TAREFA A -
Reproduza o trecho do texto sobre os Fundos Municipais de Bauru que começa em "A saúde pública abrange" e vai até "Políticas Públicas Sociais.", inclusive.
TAREFA B -
No texto sobre os Fundos Municipais de Bauru, quem assina a coluna?
TAREFA C -
Dê continuidade ao texto sobre os Fundos Municipais de Bauru a partir da última frase apresentada.

TRECHO DA PÁGINA -
%%
Usar verba de Fundos Municipais para pandemia em Bauru não é defender a vida
Câmara Municipal adiou ontem (15) votação de Projeto de Lei em que o prefeito Gazzetta solicita uso dos Fundos Municipais em despesas de combate ao coronavírus
Publicado em 16 de abril de 2020
Por Jéssica Batista, colunista do J2
Defender o isolamento social não basta, é preciso defender a vida. E utilizar as verbas dos Fundos Municipais de Direitos não é uma política de defesa à vida!
O combate à pandemia da covid-19 deve ser tratado no âmbito da saúde pública, que obviamente, não se restringe à quantidade de leitos hospitalares, testes e profissionais de saúde.
A saúde pública abrange as necessidades sociais de saúde, ou seja, são conhecimentos e práticas utilizados para assegurar as condições de sustentação da vida humana.
Quem são as pessoas mais suscetíveis ao contágio com o coronavírus? Aquelas que antes de pensarem no isolamento social, ou na higienização das mãos, ou no uso de máscaras, ou na alimentação saudável, ou do não compartilhamento de objetos de uso pessoal, estão tentando manter-se vivas.
É a classe trabalhadora, os trabalhadores do comércio com o risco do fim do isolamento social, os/as motoristas de ônibus, os/as terceirizados/as, os/as trabalhadores/as informais. Em especial, as pessoas em situações de vulnerabilidade como as mulheres, crianças e idosos em situação de violência doméstica, os sem-teto, crianças e adolescentes acolhidos, famílias sem renda, pessoas que dependem do direito às Políticas Públicas Sociais.
%%
DADOS REGISTRADOS -
%%
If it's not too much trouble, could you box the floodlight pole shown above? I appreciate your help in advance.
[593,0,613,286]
%%
RESPOSTA A -
A saúde pública abrange as necessidades sociais de saúde, ou seja, são conhecimentos e práticas utilizados para assegurar as condições de sustentação da vida humana.
Quem são as pessoas mais suscetíveis ao contágio com o coronavírus? Aquelas que antes de pensarem no isolamento social, ou na higienização das mãos, ou no uso de máscaras, ou na alimentação saudável, ou do não compartilhamento de objetos de uso pessoal, estão tentando manter-se vivas.
É a classe trabalhadora, os trabalhadores do comércio com o risco do fim do isolamento social, os/as motoristas de ônibus, os/as terceirizados/as, os/as trabalhadores/as informais. Em especial, as pessoas em situações de vulnerabilidade como as mulheres, crianças e idosos em situação de violência doméstica, os sem-teto, crianças e adolescentes acolhidos, famílias sem renda, pessoas que dependem do direito às Políticas Públicas Sociais.

RESPOSTA B -
Jéssica Batista, colunista do J2.

RESPOSTA C -
Acontece que muitas dessas políticas públicas vêm dos Fundos Municipais.
Diante deste cenário, os vereadores bauruenses propuseram mudar o destino das verbas que são destinadas aos fundos públicos, como o de Direito da Criança e do Adolescente, da Habitação, da Assistência Social, o da Pessoa Idosa, o do Meio Ambiente, entre outros.
O primeiro requerimento considerou as emendas ilegais e inconstitucionais. Três delas, são de autoria dos vereadores Benedito Meira (PSL) e Mané Losila (MDB).
A primeira estabelecia que só seriam utilizados recursos se comprovado o emprego da totalidade de verbas oriundas de transferências extraordinárias da União, do Estado ou outras fontes. Até agora, o município recebeu R$ 8,1 milhões, dos quais apenas R$ 860 mil foram gastos.
A segunda emenda dos vereadores propunha que, se necessárias as retiradas dos Fundos Municipais, que fossem feitas de maneira proporcional ao saldo financeiro de cada um deles. E a terceira emenda incluía na lei uma tabela com os valores referentes ao superávit de cada um dos fundos até 2019 – bem como previsão de arrecadação para 2020, que totalizam, respectivamente, R$ 22,4 milhões e R$ 4,5 milhões.
E a última emenda foi apresentada a pedido do Ministério Público do Trabalho por José Roberto Segalla, vereador presidente da Casa. O intuito era evitar o uso de recursos destinados aos fundos por decisões judiciais.
Agora, o prefeito Clodoaldo Gazzetta (PSDB) transformou essas emendas em Projeto de Lei (Processo 69/20) destinado ao enfrentamento ao novo coronavírus.
Com isso, fica evidente que não se trata de uma política de combate à covid-19, mas uma medida que agravará as condições de vida das pessoas mais vulneráveis às necessidades sociais de saúde.
Se antes da epidemia muitas dessas políticas públicas já estavam comprometidas com a acentuação da terceirização dos serviços públicos, ou com a Emenda Constitucional que limita por 20 anos os investimentos públicos, agora a precarização das condições de vida da população mais pobre e periférica da cidade de Bauru está caminhando a passos largos.
Vale ponderar que os Conselhos Municipais, que regulamentam a destinação dos recursos da maioria dos fundos municipais, são questionáveis.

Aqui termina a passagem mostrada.